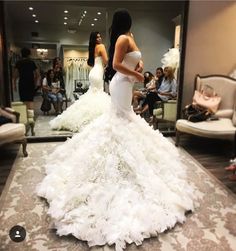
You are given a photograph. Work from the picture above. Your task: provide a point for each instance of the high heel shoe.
(231, 168)
(232, 177)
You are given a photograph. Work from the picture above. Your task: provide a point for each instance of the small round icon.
(17, 233)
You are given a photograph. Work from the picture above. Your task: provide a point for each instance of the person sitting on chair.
(53, 88)
(166, 91)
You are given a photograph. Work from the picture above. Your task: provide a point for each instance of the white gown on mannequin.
(88, 107)
(118, 180)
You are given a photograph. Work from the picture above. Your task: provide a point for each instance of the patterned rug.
(211, 227)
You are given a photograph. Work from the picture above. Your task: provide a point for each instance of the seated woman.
(154, 86)
(166, 91)
(149, 84)
(52, 87)
(159, 77)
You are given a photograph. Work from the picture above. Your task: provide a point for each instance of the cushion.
(234, 115)
(222, 128)
(11, 132)
(220, 84)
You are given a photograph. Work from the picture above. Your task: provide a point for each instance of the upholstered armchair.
(225, 126)
(26, 115)
(13, 132)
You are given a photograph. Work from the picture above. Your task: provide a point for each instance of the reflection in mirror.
(157, 27)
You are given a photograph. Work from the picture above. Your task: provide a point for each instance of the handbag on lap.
(207, 98)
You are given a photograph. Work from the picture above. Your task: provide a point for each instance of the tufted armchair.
(225, 126)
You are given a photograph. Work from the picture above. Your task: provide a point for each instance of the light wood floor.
(214, 155)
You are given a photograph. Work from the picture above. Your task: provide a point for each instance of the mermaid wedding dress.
(118, 181)
(88, 107)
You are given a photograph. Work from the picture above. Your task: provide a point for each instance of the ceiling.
(50, 14)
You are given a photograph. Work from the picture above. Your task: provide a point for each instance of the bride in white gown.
(118, 181)
(95, 101)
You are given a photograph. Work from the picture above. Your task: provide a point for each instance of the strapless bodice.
(131, 59)
(98, 61)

◆ ◆ ◆

Problem>
Give back each line above verbatim, dropping every picture.

Answer space>
You are given a photograph. Work from the picture above. Your task: provide a point for each instance of the high heel shoe.
(231, 168)
(232, 177)
You are given a photograph. Work from the picture above. Your task: provide a point for each instance of the small round icon.
(17, 233)
You are given a photograph. Work from the picture above. Your task: provide a point for each instance of the person sitting on chair.
(53, 88)
(166, 91)
You are given a photograph. Work from the picture above. Your task: provide a point for each instance of the white gown on mannequin.
(88, 107)
(118, 180)
You are given a photograph. Work from the picture above. Your task: provide a point for each instance of the patterned rug.
(211, 227)
You are given a photograph. Work from the picture above. Your task: provide a point for each instance of the seated woman.
(154, 86)
(166, 91)
(149, 84)
(52, 87)
(159, 77)
You are given a photograph. Work from the picture above. Your task: provide a point for each instance of the cushion.
(234, 115)
(222, 128)
(11, 132)
(220, 84)
You are given a photograph. Work from the picture above. Your task: provide a point for each instance of the upholstered armchair.
(225, 126)
(26, 115)
(13, 132)
You are given a photograph. Work from the picture above. Your task: provide a point for each instance of the reflection in mirror.
(157, 27)
You are given a photograph. Work from the picture above. Your task: provide a point for each instance of the handbag on lap.
(207, 98)
You are given a photograph. Work from the picture above. Your task: provide a point for each instance of the tufted armchair.
(225, 126)
You are given a photograph. Work from the picture above. Your task: provide a point for each instance of the light wood floor.
(214, 155)
You are given a photograph. Work from the picture above. Your task: provide a point for each instance of the mermaid wedding dress.
(118, 181)
(88, 107)
You are given a photograph. Work from the picture above. Your task: provide a point for each instance of the ceiling.
(50, 14)
You are given a photograph. Work from the picture above. Your task: provide a point for each instance of the bride in white gown.
(118, 181)
(95, 101)
You are given a photograph. Work from the picture above. Your task: provide a point for each instance of the strapless bodice.
(131, 59)
(98, 61)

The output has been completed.